## Supplied records
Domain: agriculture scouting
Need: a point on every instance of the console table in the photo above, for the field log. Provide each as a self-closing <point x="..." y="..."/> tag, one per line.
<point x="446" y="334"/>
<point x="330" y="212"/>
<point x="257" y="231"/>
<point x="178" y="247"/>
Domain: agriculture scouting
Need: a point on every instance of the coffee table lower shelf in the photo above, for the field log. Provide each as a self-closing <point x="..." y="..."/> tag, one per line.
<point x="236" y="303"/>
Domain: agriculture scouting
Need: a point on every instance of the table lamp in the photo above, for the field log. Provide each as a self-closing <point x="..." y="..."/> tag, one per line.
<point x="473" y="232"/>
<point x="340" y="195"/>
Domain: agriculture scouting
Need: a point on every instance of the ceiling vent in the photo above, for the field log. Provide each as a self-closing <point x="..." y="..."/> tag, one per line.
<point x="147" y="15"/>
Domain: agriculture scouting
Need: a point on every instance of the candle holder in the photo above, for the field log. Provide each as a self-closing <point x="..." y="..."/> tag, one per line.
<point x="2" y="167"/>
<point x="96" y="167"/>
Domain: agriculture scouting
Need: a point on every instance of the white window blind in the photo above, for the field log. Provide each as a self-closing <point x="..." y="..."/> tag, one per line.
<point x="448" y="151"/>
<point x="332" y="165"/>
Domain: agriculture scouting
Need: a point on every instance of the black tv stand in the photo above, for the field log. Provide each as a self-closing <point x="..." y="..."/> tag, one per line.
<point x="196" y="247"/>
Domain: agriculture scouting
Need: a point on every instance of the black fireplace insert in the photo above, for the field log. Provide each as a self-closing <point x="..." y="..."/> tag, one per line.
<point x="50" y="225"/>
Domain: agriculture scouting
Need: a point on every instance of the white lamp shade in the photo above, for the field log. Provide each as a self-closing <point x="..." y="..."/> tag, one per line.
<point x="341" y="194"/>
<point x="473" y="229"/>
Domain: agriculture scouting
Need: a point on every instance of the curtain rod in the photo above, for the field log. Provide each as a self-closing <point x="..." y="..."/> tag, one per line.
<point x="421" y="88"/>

## Task prompt
Return the lines above exactly, keeping every word.

## Response to this exercise
Domain: agriculture scouting
Need: a point on every instance of the console table in the photo above, for the field log. Provide each as a self-closing <point x="..." y="..."/> tag, one per line.
<point x="446" y="334"/>
<point x="330" y="212"/>
<point x="257" y="231"/>
<point x="178" y="247"/>
Domain: agriculture scouting
Need: a point on every instance of the coffee table lower shelf in the photo above, for the field log. Provide each as a self-closing <point x="..." y="..."/> tag, one per line.
<point x="236" y="303"/>
Domain: agriculture scouting
Need: a point on every instance of the table lamp in the photo above, for the field log. Provide each as a self-closing <point x="..." y="..."/> tag, one per line.
<point x="473" y="232"/>
<point x="340" y="195"/>
Domain: agriculture scouting
Need: a point on every instance of the ceiling vent in the photo above, for the field log. Provide each as a self-closing <point x="..." y="..."/> tag, one per line.
<point x="147" y="15"/>
Domain: agriculture scouting
Need: a point on every instance of the candle holder in the photo above, for the field log. Provide each as a self-closing <point x="..." y="..."/> tag, one per line.
<point x="2" y="167"/>
<point x="96" y="167"/>
Domain: agriculture scouting
Need: a point on every instance of the white window blind in the photo above, for the field log. Provide each as a self-closing <point x="..." y="..."/> tag, one per line.
<point x="448" y="151"/>
<point x="332" y="165"/>
Domain: agriculture scouting
Need: a point on every instance of the black tv stand in the photo above, for the field log. Provide each as a self-closing <point x="..." y="..."/> tag, one per line.
<point x="196" y="247"/>
Domain: agriculture scouting
Need: a point on every instance of the black fireplace insert in the photo above, for the field log. Provide each as a self-closing <point x="..." y="..."/> tag, one per line.
<point x="50" y="225"/>
Domain: agriculture scouting
Need: a point on every instance of the white lamp shade in the photo above, for the field log. Provide each as a self-closing <point x="..." y="..."/> tag, one per line.
<point x="341" y="194"/>
<point x="473" y="229"/>
Domain: agriculture scouting
Need: a point on every instance of the curtain rod in the photo above, for the field log. Provide each as a self-closing <point x="..." y="..."/> tag, one per line.
<point x="421" y="88"/>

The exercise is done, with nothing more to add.